(WHAT IS REQUIRED): Rewrite the records below, replacing "eyeglasses" with "spectacles" and leaving everything else unchanged. Leave the pictures out of your answer.

(INPUT ROWS):
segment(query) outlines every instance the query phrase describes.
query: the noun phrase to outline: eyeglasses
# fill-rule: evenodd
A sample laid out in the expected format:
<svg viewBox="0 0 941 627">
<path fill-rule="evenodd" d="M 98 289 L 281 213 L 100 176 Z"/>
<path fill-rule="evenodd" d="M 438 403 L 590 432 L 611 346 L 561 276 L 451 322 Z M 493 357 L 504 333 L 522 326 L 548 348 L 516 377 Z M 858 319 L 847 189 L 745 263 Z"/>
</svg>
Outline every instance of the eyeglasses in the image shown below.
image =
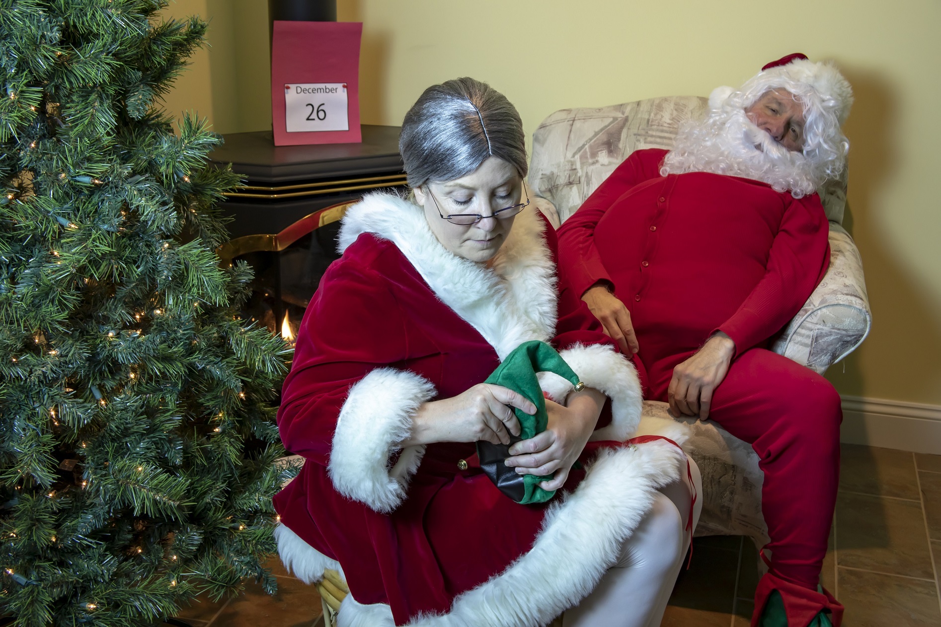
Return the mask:
<svg viewBox="0 0 941 627">
<path fill-rule="evenodd" d="M 425 187 L 425 189 L 428 190 L 428 196 L 431 196 L 431 199 L 435 201 L 435 207 L 438 208 L 438 214 L 451 224 L 461 225 L 462 227 L 475 225 L 484 218 L 497 218 L 498 220 L 512 218 L 514 215 L 529 206 L 529 194 L 526 192 L 526 186 L 523 185 L 523 194 L 526 195 L 526 202 L 504 207 L 503 209 L 497 210 L 490 215 L 481 215 L 480 213 L 449 213 L 448 215 L 444 215 L 441 213 L 441 206 L 438 204 L 438 199 L 435 197 L 435 195 L 431 193 L 431 189 L 428 187 Z"/>
</svg>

(SOLUTION):
segment(query) outlines every instance the query phrase describes.
query: the noun phrase to outline: spectacles
# fill-rule: evenodd
A sample laid out in the expected format:
<svg viewBox="0 0 941 627">
<path fill-rule="evenodd" d="M 98 289 L 281 213 L 100 176 Z"/>
<path fill-rule="evenodd" d="M 438 403 L 590 432 L 611 346 L 561 276 L 451 322 Z M 493 357 L 504 333 L 522 326 L 548 348 L 516 377 Z M 858 319 L 847 189 L 745 263 Z"/>
</svg>
Outline every instance of the spectacles in the image shown below.
image =
Return the mask:
<svg viewBox="0 0 941 627">
<path fill-rule="evenodd" d="M 425 187 L 425 189 L 428 190 L 428 196 L 431 196 L 431 199 L 435 201 L 435 207 L 438 208 L 438 214 L 451 224 L 461 225 L 462 227 L 475 225 L 484 218 L 497 218 L 498 220 L 512 218 L 514 215 L 529 206 L 529 194 L 526 192 L 526 186 L 523 185 L 523 194 L 526 195 L 526 202 L 504 207 L 503 209 L 497 210 L 490 215 L 481 215 L 480 213 L 449 213 L 448 215 L 444 215 L 441 213 L 441 206 L 438 204 L 438 199 L 435 197 L 435 195 L 431 193 L 431 189 L 428 187 Z"/>
</svg>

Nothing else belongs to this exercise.